§ **Exercise task 1**: In the forum thread on Bayesian networks in numpyro, what error message appears when the model size is increased to n_nodes = 100?

§ **Document text**:

◆ ◆ ◆ ◆ ◆

Enumerating over lots of variables for Bayesian network

Hi there! I’ve been working on using numpyro to implement a Bayesian network (i.e., a directed graphical model) while inferring a posterior over the CPT parameters, where the training data has some missingness (so that some variables in each data sample are not observed).

I have been able to get a working implementation for small models, but encounter an error where I run out of dimensions when applying it to larger models. The issue seems to be that numpyro doesn’t know enough about the conditional independencies in my model to be able to safely recycle the dimensions - is there a way I can mark these conditional independencies more explicitly so that the dimensions can be recycled and avoid this error?

I’ve put an example below to show what I’ve done currently. This constructs a network with a chain structure node_1 -> node_2 ... node_n as a toy model because it’s an easy way to parametrise the size. However, I’d like to apply this to more general models though (specified in the structure dict below) without this 1-child/1-parent chain structure, so a numpyro equivalent to pyro’s markov like here probably wouldn’t apply.

First we set up the network structure:

import numpyro
from numpyro import distributions as dist, sample
from numpyro.infer.mcmc import MCMC
from numpyro.infer import NUTS
from jax import numpy as jnp, random

import numpy as onp


# Parametrise the total size of the model (i.e., the length of the chain)
n_nodes = 10
n_data = 10000


# Define a toy chain structure because it's easy to parametrise the total size
structure = {
    f'node_{i+1}': {'n_states': 2, 'parents': [f'node_{i}'], 'manual_cpt': None}
    for i in range(n_nodes)
}
structure['node_1']['parents'] = []


# Get the shapes for the arrays storing the conditional probabilities for each node
cpt_shapes = {
    name: tuple(
        [node['n_states']] + [
            structure[n]['n_states'] for n in node['parents']
        ]
    ) for name, node in structure.items()
}


# Just generate some random data + get whether it's observed
data_dict = {
    f'node_{i+1}': jnp.array(onp.random.choice(
        [0., 1., jnp.nan], size=n_data, p=onp.random.dirichlet([2., 2., 1])
    ))
    for i in range(n_nodes)
}
obs_mask = {node: jnp.isfinite(data_dict[node]) for node in data_dict}

Then define the model:

def model(data, obs_mask, n_rows):
    probs = {}
    # Priors
    for node in data:
        with numpyro.plate_stack(f'plate_{node}', cpt_shapes[node][:-1]):
            probs[node] = sample(f'p_{node}', dist.Dirichlet(jnp.ones(cpt_shapes[node])))

    # Likelihoods
    completed = {}
    with numpyro.plate('obs', n_rows):
        for node in data:
            parent_slice = tuple([completed[n].astype(int) for n in structure[node]['parents']])
            node_probs = probs[node][parent_slice]
            completed[node] = sample(
                node,
                dist.Categorical(probs=node_probs),
                obs=data[node],
                obs_mask=obs_mask[node],
            ) 

If I do MCMC on the above model when n_nodes = 10, everything works as expected. Increasing the size of the model (e.g., n_nodes = 100), I get the following error:

ValueError: Ran out of free dims during allocation for node_25_unobserved

Thanks for your help!

Hi @danmichaeljones,

I don’t know the exact solution to your problem, but you may find the discussion from Dealing with large numbers of variables: (re-)introducing pyro.markov informative.

I am hedging here but, markov from Funsor-based NumPyro may also be useful, but I haven’t used it personally and I could be wrong.

Good luck. =)

Edit: wording

◆ ◆ ◆ ◆ ◆

§ **Records shown**:
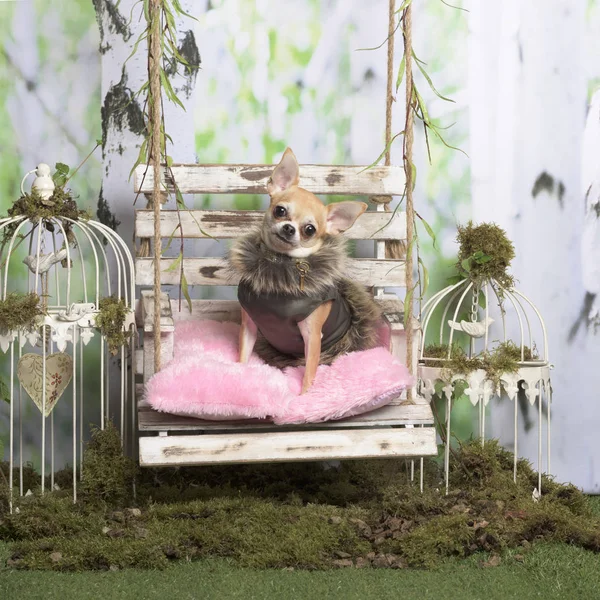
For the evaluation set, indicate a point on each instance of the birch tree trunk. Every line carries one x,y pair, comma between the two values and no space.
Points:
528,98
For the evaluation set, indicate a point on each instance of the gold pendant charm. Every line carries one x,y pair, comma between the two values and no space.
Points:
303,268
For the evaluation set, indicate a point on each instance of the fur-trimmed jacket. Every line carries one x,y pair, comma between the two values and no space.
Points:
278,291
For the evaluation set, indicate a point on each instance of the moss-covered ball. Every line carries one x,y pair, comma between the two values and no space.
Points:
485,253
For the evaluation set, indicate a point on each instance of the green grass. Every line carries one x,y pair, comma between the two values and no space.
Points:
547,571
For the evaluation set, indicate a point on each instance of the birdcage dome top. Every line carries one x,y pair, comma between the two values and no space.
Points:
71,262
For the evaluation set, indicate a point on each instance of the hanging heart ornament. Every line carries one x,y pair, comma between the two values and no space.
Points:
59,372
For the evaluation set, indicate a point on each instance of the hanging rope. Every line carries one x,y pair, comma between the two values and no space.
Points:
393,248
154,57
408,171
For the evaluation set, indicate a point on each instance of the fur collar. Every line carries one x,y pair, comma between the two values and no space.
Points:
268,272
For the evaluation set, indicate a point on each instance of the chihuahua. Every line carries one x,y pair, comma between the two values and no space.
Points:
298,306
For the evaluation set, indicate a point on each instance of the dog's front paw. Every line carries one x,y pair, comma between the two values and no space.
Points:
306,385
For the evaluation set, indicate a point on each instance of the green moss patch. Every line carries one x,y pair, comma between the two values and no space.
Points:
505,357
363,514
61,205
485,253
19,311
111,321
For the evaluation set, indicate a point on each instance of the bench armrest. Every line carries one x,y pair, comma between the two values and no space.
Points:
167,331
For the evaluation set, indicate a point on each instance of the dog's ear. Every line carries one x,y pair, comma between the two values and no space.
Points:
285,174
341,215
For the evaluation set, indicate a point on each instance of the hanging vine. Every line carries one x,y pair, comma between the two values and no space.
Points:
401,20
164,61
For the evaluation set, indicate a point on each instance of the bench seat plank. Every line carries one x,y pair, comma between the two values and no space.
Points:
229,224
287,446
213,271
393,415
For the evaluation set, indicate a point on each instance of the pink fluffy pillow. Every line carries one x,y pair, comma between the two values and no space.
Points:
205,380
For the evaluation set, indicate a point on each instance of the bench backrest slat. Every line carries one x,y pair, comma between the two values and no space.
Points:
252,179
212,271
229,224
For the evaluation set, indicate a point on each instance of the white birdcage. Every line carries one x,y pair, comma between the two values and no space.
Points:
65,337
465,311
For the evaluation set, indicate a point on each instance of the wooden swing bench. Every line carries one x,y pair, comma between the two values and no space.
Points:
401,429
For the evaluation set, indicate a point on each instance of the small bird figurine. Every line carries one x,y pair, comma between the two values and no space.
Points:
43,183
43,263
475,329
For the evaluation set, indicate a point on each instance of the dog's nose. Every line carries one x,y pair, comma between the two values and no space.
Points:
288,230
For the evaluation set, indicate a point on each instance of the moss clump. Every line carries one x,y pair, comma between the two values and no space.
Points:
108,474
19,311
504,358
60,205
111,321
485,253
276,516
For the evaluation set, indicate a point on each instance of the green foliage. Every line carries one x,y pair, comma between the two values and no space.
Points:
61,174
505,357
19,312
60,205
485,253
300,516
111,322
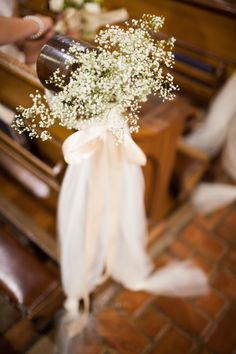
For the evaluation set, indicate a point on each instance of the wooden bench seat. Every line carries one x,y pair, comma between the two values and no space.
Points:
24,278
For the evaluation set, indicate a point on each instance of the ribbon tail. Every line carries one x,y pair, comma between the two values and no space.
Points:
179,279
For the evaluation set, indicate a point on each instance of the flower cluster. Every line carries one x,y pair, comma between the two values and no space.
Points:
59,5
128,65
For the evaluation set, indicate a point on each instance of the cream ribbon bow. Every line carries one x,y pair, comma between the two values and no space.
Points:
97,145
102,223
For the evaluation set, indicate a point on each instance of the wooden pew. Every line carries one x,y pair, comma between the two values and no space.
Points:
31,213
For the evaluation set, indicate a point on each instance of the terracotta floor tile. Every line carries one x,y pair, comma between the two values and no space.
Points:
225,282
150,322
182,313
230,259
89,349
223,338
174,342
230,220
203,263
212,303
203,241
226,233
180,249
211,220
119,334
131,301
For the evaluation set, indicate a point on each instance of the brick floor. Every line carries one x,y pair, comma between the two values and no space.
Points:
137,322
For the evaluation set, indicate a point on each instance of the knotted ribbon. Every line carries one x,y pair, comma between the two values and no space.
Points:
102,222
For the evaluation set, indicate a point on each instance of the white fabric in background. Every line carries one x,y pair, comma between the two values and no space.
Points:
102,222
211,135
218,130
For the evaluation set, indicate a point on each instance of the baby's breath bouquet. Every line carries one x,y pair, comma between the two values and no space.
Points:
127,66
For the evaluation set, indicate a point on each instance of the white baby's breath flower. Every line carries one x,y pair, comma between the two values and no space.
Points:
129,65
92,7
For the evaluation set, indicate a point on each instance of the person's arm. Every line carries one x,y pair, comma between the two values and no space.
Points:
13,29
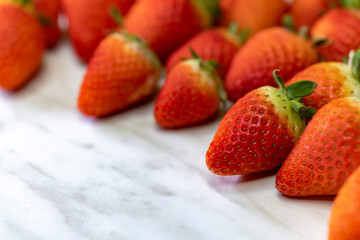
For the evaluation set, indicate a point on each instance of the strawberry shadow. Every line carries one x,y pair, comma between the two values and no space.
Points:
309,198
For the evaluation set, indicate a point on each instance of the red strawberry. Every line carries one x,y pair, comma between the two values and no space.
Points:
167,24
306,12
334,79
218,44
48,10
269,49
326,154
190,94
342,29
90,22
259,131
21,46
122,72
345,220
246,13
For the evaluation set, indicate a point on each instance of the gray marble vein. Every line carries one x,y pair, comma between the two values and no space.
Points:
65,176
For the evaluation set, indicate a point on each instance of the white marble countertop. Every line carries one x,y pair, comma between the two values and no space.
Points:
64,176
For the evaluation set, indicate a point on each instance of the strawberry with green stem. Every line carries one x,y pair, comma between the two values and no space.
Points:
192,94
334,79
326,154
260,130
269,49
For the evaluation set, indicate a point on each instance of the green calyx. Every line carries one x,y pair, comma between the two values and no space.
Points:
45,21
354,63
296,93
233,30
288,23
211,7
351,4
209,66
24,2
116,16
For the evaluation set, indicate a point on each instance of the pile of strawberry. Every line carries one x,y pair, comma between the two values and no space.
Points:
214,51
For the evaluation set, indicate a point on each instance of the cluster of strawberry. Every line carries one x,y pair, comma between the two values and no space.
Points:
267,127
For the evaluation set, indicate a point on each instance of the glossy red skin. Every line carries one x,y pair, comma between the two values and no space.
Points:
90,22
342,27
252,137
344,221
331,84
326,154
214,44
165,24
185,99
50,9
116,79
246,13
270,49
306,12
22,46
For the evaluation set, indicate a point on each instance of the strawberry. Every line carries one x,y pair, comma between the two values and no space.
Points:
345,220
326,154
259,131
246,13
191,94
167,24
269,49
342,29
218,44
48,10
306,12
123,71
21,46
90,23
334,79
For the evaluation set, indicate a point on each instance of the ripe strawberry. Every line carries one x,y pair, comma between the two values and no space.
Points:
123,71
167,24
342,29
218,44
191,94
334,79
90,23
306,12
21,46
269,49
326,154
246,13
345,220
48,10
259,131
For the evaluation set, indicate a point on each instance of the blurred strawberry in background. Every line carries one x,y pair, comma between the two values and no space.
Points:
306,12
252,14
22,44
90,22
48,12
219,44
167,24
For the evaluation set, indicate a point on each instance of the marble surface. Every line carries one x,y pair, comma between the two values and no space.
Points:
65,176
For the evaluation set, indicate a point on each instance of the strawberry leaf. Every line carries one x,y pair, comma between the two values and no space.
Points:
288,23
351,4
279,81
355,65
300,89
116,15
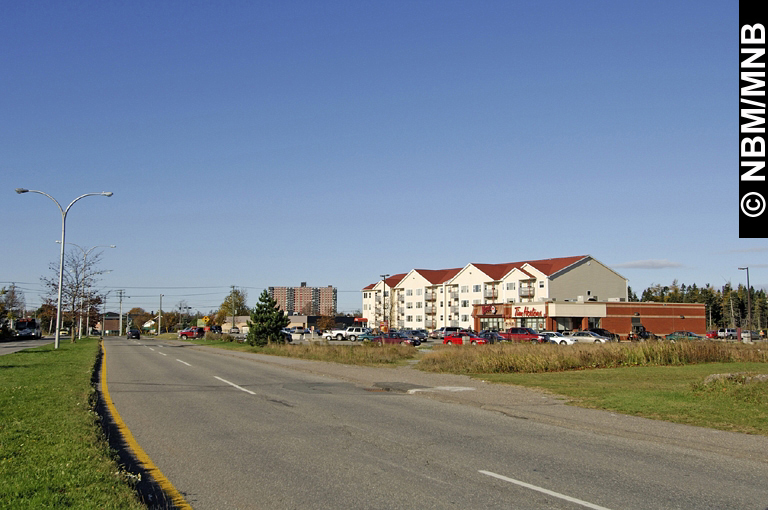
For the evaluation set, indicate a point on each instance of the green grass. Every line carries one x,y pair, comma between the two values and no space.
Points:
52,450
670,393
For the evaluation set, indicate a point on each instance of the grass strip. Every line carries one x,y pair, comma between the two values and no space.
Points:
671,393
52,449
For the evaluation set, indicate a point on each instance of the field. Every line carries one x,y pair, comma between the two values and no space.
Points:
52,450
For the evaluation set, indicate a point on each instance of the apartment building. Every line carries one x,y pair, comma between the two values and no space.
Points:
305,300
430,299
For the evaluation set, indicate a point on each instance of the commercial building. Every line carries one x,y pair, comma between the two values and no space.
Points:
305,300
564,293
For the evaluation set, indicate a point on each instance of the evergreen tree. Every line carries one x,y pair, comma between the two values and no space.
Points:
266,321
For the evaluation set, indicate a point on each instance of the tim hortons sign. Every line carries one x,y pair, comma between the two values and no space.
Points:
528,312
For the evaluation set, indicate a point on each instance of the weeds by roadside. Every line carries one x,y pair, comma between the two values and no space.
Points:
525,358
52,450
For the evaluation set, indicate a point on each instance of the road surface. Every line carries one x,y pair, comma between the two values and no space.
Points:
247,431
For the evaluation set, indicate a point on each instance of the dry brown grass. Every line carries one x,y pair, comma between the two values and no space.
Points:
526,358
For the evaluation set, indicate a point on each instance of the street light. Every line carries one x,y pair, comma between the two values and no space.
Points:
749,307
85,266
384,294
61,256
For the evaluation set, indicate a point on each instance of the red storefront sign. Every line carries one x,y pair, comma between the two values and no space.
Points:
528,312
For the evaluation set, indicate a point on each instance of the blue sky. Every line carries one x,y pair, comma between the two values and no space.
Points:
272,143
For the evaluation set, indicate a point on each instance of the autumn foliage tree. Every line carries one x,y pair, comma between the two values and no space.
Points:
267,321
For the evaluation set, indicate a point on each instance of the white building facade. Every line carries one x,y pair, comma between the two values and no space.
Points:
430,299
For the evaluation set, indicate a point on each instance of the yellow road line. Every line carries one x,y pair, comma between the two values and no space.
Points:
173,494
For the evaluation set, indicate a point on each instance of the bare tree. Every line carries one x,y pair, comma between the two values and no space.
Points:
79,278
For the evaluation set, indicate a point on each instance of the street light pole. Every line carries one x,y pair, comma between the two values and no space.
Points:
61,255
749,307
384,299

◆ ◆ ◆ ◆ ◆

§ **Exercise task 2**: Copy the entries verbatim, from the line containing "street light pole." through the last line of the entries.

§ **Exercise answer 1**: ValueError: Ran out of free dims during allocation for node_25_unobserved

§ **Exercise answer 2**:
For the evaluation set, indicate a point on each instance of the street light pole. Every line carries one x,y pair, comma between the two values and no space.
Points:
61,255
749,307
384,299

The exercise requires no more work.